**PROBLEMS TO SOLVE**
1 – According to the text on stewardship, what is a steward?
2 – Rewrite the passage of the text on stewardship that begins with "Stewardship is an" and ends after "word. It’s important.", replacing "word" with "term".

**SOURCE**
══════

Are You Stingy With Your Experience?
Stewardship is an old-school word. Churches ruined it by always associating it with money and giving and building campaigns. But we shouldn’t give up this word. It’s important.
A steward is a manager of assets he doesn’t own. Stewardship is about being between the owner of the asset and eventual user of the asset. If you’re a wine steward, you manage the wine inventory for the owner and you make sure it gets to the end-user just as the owner wants. Stewards receive whatever they’re entrusted with, manage the assets while in their charge, and then pass them on when they’re supposed to. Good stewards manage assets with excellence and in accordance with the owner’s wishes. While his compensation is from the owner, the steward gets a huge kick out of seeing the eventual ‘consumer’ enjoy what he’s taken care of.

══════

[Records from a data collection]
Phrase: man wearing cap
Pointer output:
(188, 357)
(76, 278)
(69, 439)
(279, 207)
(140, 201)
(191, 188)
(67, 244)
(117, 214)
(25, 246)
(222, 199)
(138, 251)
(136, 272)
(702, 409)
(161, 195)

══════

**SOLVED TASKS**
1 – A steward is a manager of assets he doesn't own.

2 –
Stewardship is an old-school term. Churches ruined it by always associating it with money and giving and building campaigns. But we shouldn’t give up this term. It’s important.